*** Text

Sent from my XT1585 using Tapatalk


----------



## Seb K (Apr 21, 2009)

Le Duke said:


> Yes, and they develop new technology in the process. That's the difference.
> 
> They aren't just boring holes in things for the sake of reducing weight. That doesn't work in F1.
> 
> Sent from my XT1585 using Tapatalk


Where I have made holes they are done in the right places . The holes in the frame were from where I removed the cable guides. the other holes were from the manufacturers . Plse think before you post . It's getting boring now .


----------



## 006_007 (Jan 12, 2004)

karimian5 said:


> 'Not sure what you're looking for here. A pat on the back?' Well I see lots of others have made posts of their builds so I thought I would too . Maybe we should all pat each other on the back .
> 
> .


Aw crap, this is turning into a circle jerk now.


----------



## 006_007 (Jan 12, 2004)

It is a cool story of dedication and expendable income - If it is a showpiece, then cool, it will get conversations going.

If it is meant as an ultra-light XC rig, then I want to see some Nino-esque XC moves with it


----------



## Seb K (Apr 21, 2009)

006_007 said:


> Aw crap, this is turning into a circle jerk now.


:lol::winker:


----------



## Seb K (Apr 21, 2009)

Nino is awesome . FYI he got banned both from this site and the official WW site . He moved on though but I am still holding out on this site . Very nice community here spoiled by a few brats .


----------



## doccoraje (Jan 12, 2004)

karimian5 said:


> Nino is awesome . FYI he got banned both from this site and the official WW site .


My guess is that you are talking about a different Nino! Nino Schurter was never banned from this site (not sure he has ever been a member), and he is the one on that pic 006-007 posted.


----------



## Crossmaxx (Dec 2, 2008)

karimian5 said:


> Nino is awesome . FYI he got banned both from this site and the official WW site . He moved on though but I am still holding out on this site . Very nice community here spoiled by a few brats .


Well, you can at least tell how much of a WW you are when your first association with the name "Nino" isn't the reigning Olympic and World XC champion, but rather some WW guy with questionable sales ethics.


----------



## Crossmaxx (Dec 2, 2008)

karimian5 said:


> Crossmaxx - well I could make a bike out of foam but if you are comparing my carbon bike to foam then that is a bit extreme . I understand the point you are making but if I really wanted to make a bike that wouldn't hold to anything then i would indeed make cardboard frame and use plastic to make the wheels and get the bike below 1.5kg . Don't forget one of the other ways I was able to keep the weight down was making it fully rigid and singlespeed .


And that's all fair enough - as long as you provide some evidence that the bike is actually capable of what you're claiming it to be.

******
*** Data for this task

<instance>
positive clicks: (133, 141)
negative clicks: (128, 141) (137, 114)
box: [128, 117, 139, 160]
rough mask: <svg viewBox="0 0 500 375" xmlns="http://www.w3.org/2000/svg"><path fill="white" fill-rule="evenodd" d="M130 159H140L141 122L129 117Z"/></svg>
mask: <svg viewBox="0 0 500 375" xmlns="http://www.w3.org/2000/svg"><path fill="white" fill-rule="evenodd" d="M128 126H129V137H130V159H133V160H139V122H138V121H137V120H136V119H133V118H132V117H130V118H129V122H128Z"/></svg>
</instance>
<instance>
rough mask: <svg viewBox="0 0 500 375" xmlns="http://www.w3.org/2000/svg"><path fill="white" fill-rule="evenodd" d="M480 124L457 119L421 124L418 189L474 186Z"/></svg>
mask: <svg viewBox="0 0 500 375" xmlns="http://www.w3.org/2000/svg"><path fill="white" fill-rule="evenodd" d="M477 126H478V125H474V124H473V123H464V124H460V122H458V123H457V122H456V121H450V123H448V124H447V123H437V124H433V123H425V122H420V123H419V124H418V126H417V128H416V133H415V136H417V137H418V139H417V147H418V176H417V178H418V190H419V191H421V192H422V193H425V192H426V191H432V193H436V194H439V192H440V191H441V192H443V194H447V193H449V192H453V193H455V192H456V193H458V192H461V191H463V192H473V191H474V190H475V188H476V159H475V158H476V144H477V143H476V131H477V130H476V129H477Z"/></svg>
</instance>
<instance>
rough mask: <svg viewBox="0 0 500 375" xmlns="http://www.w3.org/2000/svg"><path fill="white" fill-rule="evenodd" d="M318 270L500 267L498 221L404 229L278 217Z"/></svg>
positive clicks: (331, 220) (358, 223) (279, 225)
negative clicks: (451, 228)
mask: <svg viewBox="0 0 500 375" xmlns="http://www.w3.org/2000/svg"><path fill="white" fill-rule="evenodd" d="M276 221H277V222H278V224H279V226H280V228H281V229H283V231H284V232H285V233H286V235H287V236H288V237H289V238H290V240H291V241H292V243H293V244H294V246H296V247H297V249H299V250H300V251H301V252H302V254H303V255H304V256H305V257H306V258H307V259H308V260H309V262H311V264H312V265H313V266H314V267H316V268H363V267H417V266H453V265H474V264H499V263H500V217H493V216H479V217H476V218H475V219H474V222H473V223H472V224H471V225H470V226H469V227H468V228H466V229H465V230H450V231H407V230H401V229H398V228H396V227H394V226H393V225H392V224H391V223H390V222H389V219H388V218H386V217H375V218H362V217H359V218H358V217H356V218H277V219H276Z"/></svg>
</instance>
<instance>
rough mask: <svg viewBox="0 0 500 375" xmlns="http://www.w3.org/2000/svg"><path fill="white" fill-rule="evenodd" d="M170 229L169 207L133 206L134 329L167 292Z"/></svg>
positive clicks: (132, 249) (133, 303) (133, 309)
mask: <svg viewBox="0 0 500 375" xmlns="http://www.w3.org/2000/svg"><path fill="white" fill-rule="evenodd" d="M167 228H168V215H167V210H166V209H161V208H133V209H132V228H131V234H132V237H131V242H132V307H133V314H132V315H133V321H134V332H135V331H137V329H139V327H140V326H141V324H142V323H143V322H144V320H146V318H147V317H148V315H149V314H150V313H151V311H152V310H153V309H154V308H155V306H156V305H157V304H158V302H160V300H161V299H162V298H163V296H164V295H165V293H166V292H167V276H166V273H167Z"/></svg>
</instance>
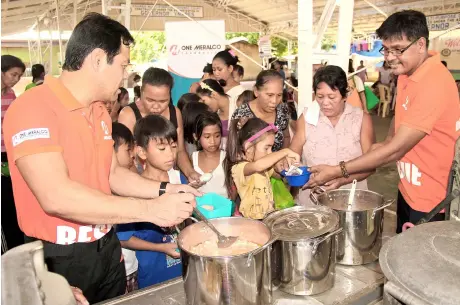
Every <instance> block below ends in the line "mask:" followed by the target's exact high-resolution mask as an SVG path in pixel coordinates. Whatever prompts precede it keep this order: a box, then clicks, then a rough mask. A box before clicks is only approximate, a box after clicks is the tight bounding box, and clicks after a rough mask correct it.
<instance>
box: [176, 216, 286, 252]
mask: <svg viewBox="0 0 460 305" xmlns="http://www.w3.org/2000/svg"><path fill="white" fill-rule="evenodd" d="M232 218H240V217H220V218H215V219H232ZM244 219H246V220H248V221H251V222H254V223H260V224H262V225H263V226H265V227H266V228H267V230H268V232H269V233H270V235H269V238H268V240H267V241H266V242H265V244H264V245H262V246H260V247H259V248H257V249H254V250H252V251H250V252H246V253H242V254H238V255H227V256H209V255H198V254H196V253H193V252H191V251H189V250H187V249H185V248H184V247H182V240H181V239H180V238H179V237H180V235H181V234H182V232H184V231H185V230H187V229H188V228H191V227H193V226H194V225H198V224H200V223H203V221H199V222H195V223H193V224H191V225H190V226H188V227H187V228H185V229H183V230H182V231H181V232H180V233H179V235H178V236H177V246H178V247H179V248H180V250H181V251H184V252H185V253H187V254H188V255H190V256H194V257H200V258H207V259H218V260H230V259H235V258H244V257H249V256H250V255H251V254H252V253H254V252H256V251H257V252H258V253H256V255H257V254H259V252H262V251H264V250H265V249H266V248H268V247H269V246H271V245H272V244H273V243H274V242H275V241H276V240H277V239H273V238H272V237H273V233H272V231H271V229H270V228H269V227H268V226H267V225H266V224H265V223H263V222H262V221H258V220H255V219H251V218H244ZM210 221H212V219H210Z"/></svg>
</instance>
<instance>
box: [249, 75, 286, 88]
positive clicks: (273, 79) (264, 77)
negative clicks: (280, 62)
mask: <svg viewBox="0 0 460 305" xmlns="http://www.w3.org/2000/svg"><path fill="white" fill-rule="evenodd" d="M272 80H280V81H281V82H282V81H283V77H282V76H281V74H279V73H278V71H276V70H263V71H262V72H260V73H259V74H258V75H257V78H256V84H255V85H254V86H255V87H256V88H257V89H258V90H261V89H262V87H263V86H265V84H267V83H268V82H270V81H272Z"/></svg>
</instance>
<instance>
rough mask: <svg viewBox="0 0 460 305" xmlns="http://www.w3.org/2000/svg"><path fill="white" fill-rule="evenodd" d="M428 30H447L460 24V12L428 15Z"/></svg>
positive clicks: (426, 18) (437, 30) (430, 30)
mask: <svg viewBox="0 0 460 305" xmlns="http://www.w3.org/2000/svg"><path fill="white" fill-rule="evenodd" d="M426 21H427V23H428V30H430V31H446V30H448V29H450V28H451V27H453V26H456V25H457V24H460V13H454V14H443V15H433V16H427V17H426Z"/></svg>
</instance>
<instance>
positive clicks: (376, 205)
mask: <svg viewBox="0 0 460 305" xmlns="http://www.w3.org/2000/svg"><path fill="white" fill-rule="evenodd" d="M322 204H323V205H326V206H328V207H330V208H331V209H334V210H339V211H365V210H370V209H373V208H376V207H377V205H375V204H372V203H371V202H369V200H366V199H364V198H359V197H355V198H353V202H352V204H351V205H348V199H347V198H343V197H341V198H332V197H331V198H329V200H328V201H326V202H323V203H322Z"/></svg>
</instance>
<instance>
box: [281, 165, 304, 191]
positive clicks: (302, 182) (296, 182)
mask: <svg viewBox="0 0 460 305" xmlns="http://www.w3.org/2000/svg"><path fill="white" fill-rule="evenodd" d="M299 168H300V169H301V170H302V171H303V173H302V175H298V176H286V171H282V172H281V175H282V176H283V177H286V180H287V182H288V184H289V185H290V186H296V187H299V186H304V185H305V183H307V182H308V180H310V175H311V173H310V172H309V171H308V170H307V167H306V166H300V167H299Z"/></svg>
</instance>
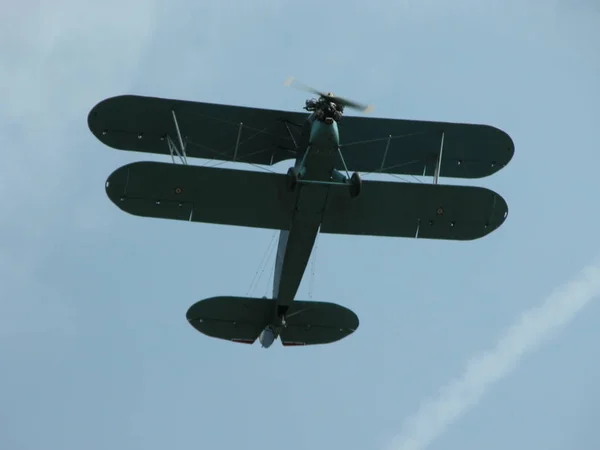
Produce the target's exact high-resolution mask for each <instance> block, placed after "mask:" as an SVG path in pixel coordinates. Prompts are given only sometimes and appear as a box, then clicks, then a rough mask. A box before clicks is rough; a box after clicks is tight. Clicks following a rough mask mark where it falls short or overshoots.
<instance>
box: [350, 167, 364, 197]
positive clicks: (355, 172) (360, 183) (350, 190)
mask: <svg viewBox="0 0 600 450" xmlns="http://www.w3.org/2000/svg"><path fill="white" fill-rule="evenodd" d="M361 188H362V180H361V179H360V175H359V174H358V172H354V173H353V174H352V176H351V177H350V197H352V198H356V197H358V196H359V195H360V190H361Z"/></svg>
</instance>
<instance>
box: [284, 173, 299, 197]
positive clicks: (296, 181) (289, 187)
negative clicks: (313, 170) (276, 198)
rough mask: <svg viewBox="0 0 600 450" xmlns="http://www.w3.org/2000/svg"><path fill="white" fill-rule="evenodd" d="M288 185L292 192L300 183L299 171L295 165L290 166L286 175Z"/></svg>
mask: <svg viewBox="0 0 600 450" xmlns="http://www.w3.org/2000/svg"><path fill="white" fill-rule="evenodd" d="M286 177H287V178H286V185H287V189H288V191H290V192H293V191H294V190H295V189H296V186H297V185H298V171H297V170H296V168H294V167H290V168H289V169H288V173H287V175H286Z"/></svg>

******

Required tasks
1. Please pull out every line in the rows that contains the string "positive".
2. Write what comes next in the forum thread about the lightweight bike build.
The forum thread and the rows come from separate, unrelated sources.

Written responses
1.
positive clicks: (133, 141)
positive clicks: (331, 220) (358, 223) (279, 225)
positive clicks: (132, 249) (133, 303) (133, 309)
positive clicks: (273, 79) (264, 77)
positive clicks: (426, 18) (437, 30) (430, 30)
positive clicks: (376, 205)
positive clicks: (302, 182) (296, 182)
positive clicks: (355, 172) (360, 183) (350, 190)
positive clicks: (296, 181) (289, 187)

2.
----------



## Le Duke (Mar 23, 2009)

karimian5 said:


> Nino is awesome . FYI he got banned both from this site and the official WW site . He moved on though but I am still holding out on this site . Very nice community here spoiled by a few brats .


I'm fairly certain that Nino Schurter has never posted here.


----------



## Sideknob (Jul 14, 2005)

I always find these builds interesting, regardless.


----------



## Seb K (Apr 21, 2009)

Sideknob said:


> I always find these builds interesting, regardless.


Thnkyou .


----------



## Seb K (Apr 21, 2009)

Crossmaxx said:


> Well, you can at least tell how much of a WW you are when your first association with the name "Nino" isn't the reigning Olympic and World XC champion, but rather some WW guy with questionable sales ethics.


Well considering he is a racer and I'm a builder then you can understand why there was a mistake . He isn't a weight weenie.....and neither are you .


----------



## Seb K (Apr 21, 2009)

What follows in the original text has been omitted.